Task to complete:
Put the lines below into a numbered list and leave out any blank lines.

** start Record extracts **

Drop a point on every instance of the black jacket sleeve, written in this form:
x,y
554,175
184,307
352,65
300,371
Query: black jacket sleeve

** end Record extracts **

In response:
1. Drop a point on every instance of the black jacket sleeve, written in this form:
2. x,y
3. 554,175
4. 184,307
5. 352,65
6. 300,371
7. Query: black jacket sleeve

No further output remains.